# Task to carry out
Write out the lines that follow word for word, with every character unchanged.

★ ★ ★ ★

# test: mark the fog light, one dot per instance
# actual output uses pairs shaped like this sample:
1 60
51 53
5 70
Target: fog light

★ ★ ★ ★

# Answer to the exercise
# test: mark the fog light, one dot per instance
# actual output uses pairs shaped like this sample:
1 60
51 53
5 70
Target: fog light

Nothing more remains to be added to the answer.